* [EXERCISE AIM] From the first line of the material through the line containing "positive clicks: (801, 502)", restate everything word for word and nothing more.

* [DATASET EXTRACT]
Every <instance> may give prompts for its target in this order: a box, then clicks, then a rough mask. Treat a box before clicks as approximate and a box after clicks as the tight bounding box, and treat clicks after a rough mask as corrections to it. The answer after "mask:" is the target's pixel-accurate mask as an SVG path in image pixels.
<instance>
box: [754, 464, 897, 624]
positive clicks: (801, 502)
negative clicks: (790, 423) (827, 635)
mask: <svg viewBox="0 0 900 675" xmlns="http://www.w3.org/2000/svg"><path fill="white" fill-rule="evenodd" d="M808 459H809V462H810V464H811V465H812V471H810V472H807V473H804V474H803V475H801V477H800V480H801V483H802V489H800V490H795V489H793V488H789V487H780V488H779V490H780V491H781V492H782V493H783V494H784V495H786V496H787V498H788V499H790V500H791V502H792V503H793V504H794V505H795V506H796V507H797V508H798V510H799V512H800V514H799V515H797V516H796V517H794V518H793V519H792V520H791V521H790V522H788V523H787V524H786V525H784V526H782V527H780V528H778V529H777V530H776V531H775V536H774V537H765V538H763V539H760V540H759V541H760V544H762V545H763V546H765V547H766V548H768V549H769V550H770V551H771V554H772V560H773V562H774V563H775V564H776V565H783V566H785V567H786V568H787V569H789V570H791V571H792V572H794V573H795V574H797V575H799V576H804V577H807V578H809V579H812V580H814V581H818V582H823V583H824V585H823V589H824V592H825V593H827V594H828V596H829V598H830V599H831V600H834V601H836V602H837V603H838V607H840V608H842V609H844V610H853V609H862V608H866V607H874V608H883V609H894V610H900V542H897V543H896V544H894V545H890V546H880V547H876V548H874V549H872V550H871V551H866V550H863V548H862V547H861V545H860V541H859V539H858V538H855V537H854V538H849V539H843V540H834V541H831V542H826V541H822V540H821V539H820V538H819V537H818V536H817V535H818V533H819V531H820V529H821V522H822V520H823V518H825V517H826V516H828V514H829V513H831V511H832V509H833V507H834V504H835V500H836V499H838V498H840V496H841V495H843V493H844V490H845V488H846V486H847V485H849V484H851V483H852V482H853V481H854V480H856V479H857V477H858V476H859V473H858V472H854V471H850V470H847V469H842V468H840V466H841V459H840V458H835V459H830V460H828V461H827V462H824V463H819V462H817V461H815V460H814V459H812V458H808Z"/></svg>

* [ANSWER FOR THIS EXERCISE]
Every <instance> may give prompts for its target in this order: a box, then clicks, then a rough mask. Treat a box before clicks as approximate and a box after clicks as the tight bounding box, and treat clicks after a rough mask as corrections to it. The answer after "mask:" is the target's pixel-accurate mask as an SVG path in image pixels.
<instance>
box: [754, 464, 897, 624]
positive clicks: (801, 502)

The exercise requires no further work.